Write out the lines below as a numbered list, skipping any blank lines and omitting the pictures.
─── DATA RECORDS
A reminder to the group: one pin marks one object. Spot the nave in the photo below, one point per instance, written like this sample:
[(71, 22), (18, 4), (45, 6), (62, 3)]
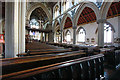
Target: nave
[(61, 40), (63, 61)]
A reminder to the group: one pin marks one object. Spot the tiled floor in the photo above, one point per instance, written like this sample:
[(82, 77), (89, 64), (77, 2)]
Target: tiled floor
[(111, 73)]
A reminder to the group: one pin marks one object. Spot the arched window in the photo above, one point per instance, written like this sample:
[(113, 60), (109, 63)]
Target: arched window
[(66, 5), (34, 24), (68, 36), (108, 33), (56, 11), (81, 35)]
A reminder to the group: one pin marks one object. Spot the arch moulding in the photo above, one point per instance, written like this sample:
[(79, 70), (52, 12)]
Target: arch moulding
[(37, 5), (64, 19), (82, 7)]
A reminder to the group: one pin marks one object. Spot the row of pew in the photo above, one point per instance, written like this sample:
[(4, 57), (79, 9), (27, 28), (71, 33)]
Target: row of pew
[(111, 53), (30, 68), (52, 61)]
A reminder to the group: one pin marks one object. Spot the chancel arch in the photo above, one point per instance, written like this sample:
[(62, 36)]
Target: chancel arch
[(68, 36), (66, 21), (37, 5), (81, 35), (57, 32), (82, 7)]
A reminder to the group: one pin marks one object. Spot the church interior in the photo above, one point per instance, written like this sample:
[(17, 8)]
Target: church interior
[(60, 40)]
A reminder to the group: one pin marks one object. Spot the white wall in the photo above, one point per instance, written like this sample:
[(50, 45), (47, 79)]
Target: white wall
[(90, 29)]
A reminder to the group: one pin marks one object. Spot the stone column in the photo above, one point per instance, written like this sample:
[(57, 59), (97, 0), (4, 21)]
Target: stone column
[(14, 28), (1, 27), (101, 32), (11, 29), (45, 36), (51, 34), (119, 29), (74, 34), (61, 36), (22, 38)]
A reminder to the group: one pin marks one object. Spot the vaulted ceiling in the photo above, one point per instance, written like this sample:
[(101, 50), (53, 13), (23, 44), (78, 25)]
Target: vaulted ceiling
[(114, 10), (39, 14), (68, 23), (88, 15)]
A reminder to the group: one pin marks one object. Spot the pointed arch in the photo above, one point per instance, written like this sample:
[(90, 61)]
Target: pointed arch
[(82, 7), (64, 19), (37, 5), (104, 8)]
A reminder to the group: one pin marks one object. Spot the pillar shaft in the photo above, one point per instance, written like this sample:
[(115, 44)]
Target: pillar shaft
[(101, 32), (14, 28), (11, 29), (74, 35)]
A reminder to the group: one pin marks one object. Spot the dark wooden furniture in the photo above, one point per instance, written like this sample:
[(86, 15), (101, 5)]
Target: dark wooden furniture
[(85, 68)]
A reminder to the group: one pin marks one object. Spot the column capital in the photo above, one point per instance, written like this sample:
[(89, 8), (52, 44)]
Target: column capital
[(101, 21), (74, 27)]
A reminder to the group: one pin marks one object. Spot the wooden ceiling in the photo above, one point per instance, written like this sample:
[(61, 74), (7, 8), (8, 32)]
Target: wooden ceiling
[(88, 15)]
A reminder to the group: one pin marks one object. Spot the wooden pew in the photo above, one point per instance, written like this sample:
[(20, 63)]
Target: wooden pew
[(85, 68), (23, 63), (43, 52)]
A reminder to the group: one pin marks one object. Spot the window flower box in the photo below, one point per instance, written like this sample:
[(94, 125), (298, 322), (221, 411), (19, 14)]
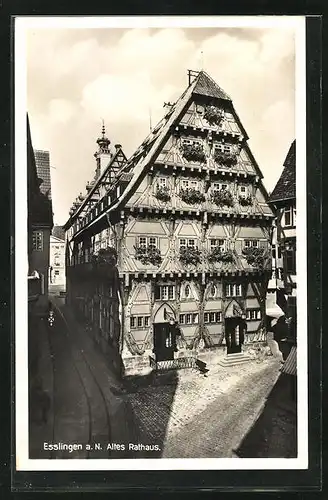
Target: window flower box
[(213, 115), (245, 201), (163, 193), (148, 255), (222, 197), (191, 196), (255, 257), (190, 256), (217, 255), (227, 159), (193, 152)]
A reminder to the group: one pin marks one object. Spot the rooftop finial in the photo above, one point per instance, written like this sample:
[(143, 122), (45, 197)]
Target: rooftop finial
[(103, 141)]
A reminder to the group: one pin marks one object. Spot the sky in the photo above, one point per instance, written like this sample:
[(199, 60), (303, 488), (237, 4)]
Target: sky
[(78, 77)]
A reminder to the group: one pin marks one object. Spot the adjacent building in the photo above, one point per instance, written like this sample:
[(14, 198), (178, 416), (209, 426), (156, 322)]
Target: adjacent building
[(40, 222), (188, 218), (283, 203), (57, 276)]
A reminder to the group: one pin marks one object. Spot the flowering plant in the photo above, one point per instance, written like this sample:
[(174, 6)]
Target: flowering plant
[(193, 152), (245, 201), (222, 197), (191, 196), (213, 115), (190, 255), (217, 255), (226, 159), (148, 255), (163, 193), (255, 256)]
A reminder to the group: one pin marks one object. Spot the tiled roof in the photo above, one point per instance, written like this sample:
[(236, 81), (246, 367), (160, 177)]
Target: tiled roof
[(206, 86), (290, 365), (42, 161), (286, 185)]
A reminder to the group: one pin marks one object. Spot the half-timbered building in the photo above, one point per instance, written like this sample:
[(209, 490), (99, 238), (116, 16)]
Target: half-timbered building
[(188, 216)]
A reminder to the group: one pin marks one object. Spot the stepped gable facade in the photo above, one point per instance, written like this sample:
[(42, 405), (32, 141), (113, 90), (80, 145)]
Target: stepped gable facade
[(188, 218)]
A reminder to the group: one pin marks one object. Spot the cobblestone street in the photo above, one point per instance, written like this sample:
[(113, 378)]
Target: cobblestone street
[(183, 412), (206, 416)]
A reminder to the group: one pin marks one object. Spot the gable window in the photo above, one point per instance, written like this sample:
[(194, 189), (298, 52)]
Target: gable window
[(165, 292), (144, 241), (223, 148), (184, 243), (233, 290), (243, 191), (219, 185), (251, 243), (217, 243), (37, 241)]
──────
◆ SOLUTION FOR THIS EXERCISE:
1. A reminder to the group: one pin marks one object. Spot the nave in the photo below, one point per instance, written like this sample:
2. [(71, 22), (18, 4), (45, 6), (62, 3)]
3. Target: nave
4. [(61, 40), (63, 61)]
5. A reminder to the group: one pin marks one object. Spot the tiled floor in the photo above, one point per instance, written like this sample:
6. [(82, 77), (89, 64), (77, 2)]
7. Target: tiled floor
8. [(111, 73)]
9. A reminder to the group: one pin marks one object. Spot the arched window in the photo above, one point per instance, written like this sample:
10. [(113, 60), (109, 63)]
11. Target: arched window
12. [(66, 5), (34, 24), (68, 36), (108, 33), (56, 11), (81, 35)]
13. A reminder to the group: one pin marks one object. Spot the arch moulding in the photo above, one point per instance, written like this sample:
14. [(79, 70), (52, 12)]
15. Target: arch moulding
16. [(37, 5), (64, 19), (82, 7)]
17. A reminder to the group: one pin marks one object. Spot the row of pew in the photo above, one point per instance, written like this sample:
18. [(4, 57), (79, 9), (27, 28), (71, 33)]
19. Target: row of pew
20. [(111, 53), (30, 68), (52, 61)]
21. A reminder to the group: one pin marks one object. Spot the chancel arch in the photo above, one point per instance, written like this sample:
22. [(62, 36)]
23. Target: chancel arch
24. [(68, 36), (66, 21), (37, 5), (81, 35), (57, 32), (82, 7)]
25. A reminder to the group: one pin marks one object. Spot the church interior in the photo above, one point per instance, written like this sample:
26. [(17, 8)]
27. Target: church interior
28. [(60, 40)]
29. A reminder to the group: one pin marks one object. Spot the white wall in the photo above, one point per instance, written like this sample:
30. [(50, 45), (47, 79)]
31. Target: white wall
32. [(90, 29)]
33. A reminder to the group: one pin marks one object. Spot the stone column in the photo above, one point per instance, written like this sample:
34. [(57, 59), (97, 0), (4, 21)]
35. Target: stone column
36. [(14, 28), (1, 27), (101, 32), (11, 29), (45, 36), (51, 34), (119, 29), (74, 34), (61, 36), (22, 38)]
37. A reminder to the group: one pin marks one object. Spot the vaulted ceiling in the photo above, one point per instance, written like this sample:
38. [(101, 50), (53, 13), (23, 44), (78, 25)]
39. Target: vaulted ceiling
40. [(114, 10), (39, 14), (68, 23), (88, 15)]
41. A reminder to the group: one pin marks one object. Spot the pointed arch in the photo above, one point per instance, written like this sample:
42. [(90, 61)]
43. Target: pointed arch
44. [(82, 7), (64, 19), (37, 5), (104, 8)]
45. A reminder to the group: one pin marks one object. Spot the pillar shaft in the photo above, one point per instance, written like this sample:
46. [(115, 44)]
47. Target: pillar shaft
48. [(101, 32), (14, 28), (11, 29), (74, 35)]
49. A reminder to the group: one pin marks one object. Spot the dark wooden furniture in the photo above, one point per instance, written like this sample:
50. [(86, 15), (101, 5)]
51. Target: dark wooden furniture
52. [(85, 68)]
53. A reminder to the group: one pin marks one object. Spot the column capital in the photo above, one point per instance, written like this sample:
54. [(89, 8), (52, 44)]
55. Target: column capital
56. [(101, 21), (74, 27)]
57. A reminder to the group: one pin marks one object. Spot the wooden ceiling in the photo above, one point per instance, written like this sample:
58. [(61, 74), (7, 8), (8, 32)]
59. Target: wooden ceiling
60. [(88, 15)]
61. A reminder to the group: one pin marks one object. Spot the wooden pew in the photo above, one point per instance, written like this sample:
62. [(20, 63)]
63. Target: wooden pew
64. [(85, 68), (23, 63), (43, 52)]
65. A reminder to the group: one pin marks one object. Spot the window flower box in the photo below, one point per instance, written like this sample:
66. [(94, 125), (298, 322), (221, 411), (19, 14)]
67. Target: window flower box
68. [(213, 115), (245, 201), (163, 193), (148, 255), (222, 197), (191, 196), (255, 257), (190, 256), (217, 255), (227, 159), (193, 152)]
69. A reminder to the group: one pin marks one object. Spot the rooftop finial in the photo above, one point per instance, written like this sample:
70. [(143, 122), (45, 197)]
71. Target: rooftop finial
72. [(103, 141)]
73. A reminder to the group: one pin marks one object. Spot the sky in the photo above, one point per instance, written like this sample:
74. [(199, 60), (303, 488), (237, 4)]
75. Target: sky
76. [(78, 77)]
77. A reminder to the group: one pin marks one object. Spot the adjacent building in the photo above, one point per instance, written like this sample:
78. [(14, 198), (178, 416), (209, 426), (156, 322)]
79. Target: adjacent building
80. [(40, 222), (188, 218), (283, 203), (57, 276)]
81. A reminder to the group: one pin marks one object. Spot the flowering plant in the photo above, one point per instance, written like this sample:
82. [(174, 6)]
83. Target: flowering plant
84. [(193, 152), (245, 201), (222, 197), (191, 196), (213, 115), (190, 255), (217, 255), (226, 159), (148, 255), (163, 193), (255, 256)]
85. A reminder to the group: one pin marks one object. Spot the tiled roof in the photo above, one point per instance, written like this sample:
86. [(236, 81), (246, 367), (160, 177)]
87. Target: tiled roof
88. [(206, 86), (290, 365), (42, 161), (286, 185)]
89. A reminder to the group: one pin marks one object. Spot the half-timbered building in the photo above, one point per instance, written like this sample:
90. [(209, 490), (99, 238), (116, 16)]
91. Target: half-timbered building
92. [(188, 216)]
93. A reminder to the group: one pin marks one object. Spot the stepped gable facade in the photo above, one point per instance, written like this sample:
94. [(42, 405), (32, 141), (113, 90), (80, 145)]
95. Target: stepped gable facade
96. [(188, 218)]
97. A reminder to the group: one pin marks one object. Spot the cobblestone street in the photo above, one point per instance, written like this sample:
98. [(113, 378)]
99. Target: cobblestone street
100. [(183, 412), (206, 416)]
101. A reminder to the group: one pin marks one object. Spot the gable window in the photo above, one point per instance, written like this sample:
102. [(194, 189), (298, 52)]
103. Target: gable window
104. [(165, 292), (144, 241), (223, 148), (184, 243), (233, 290), (243, 191), (219, 185), (251, 243), (217, 243), (37, 241)]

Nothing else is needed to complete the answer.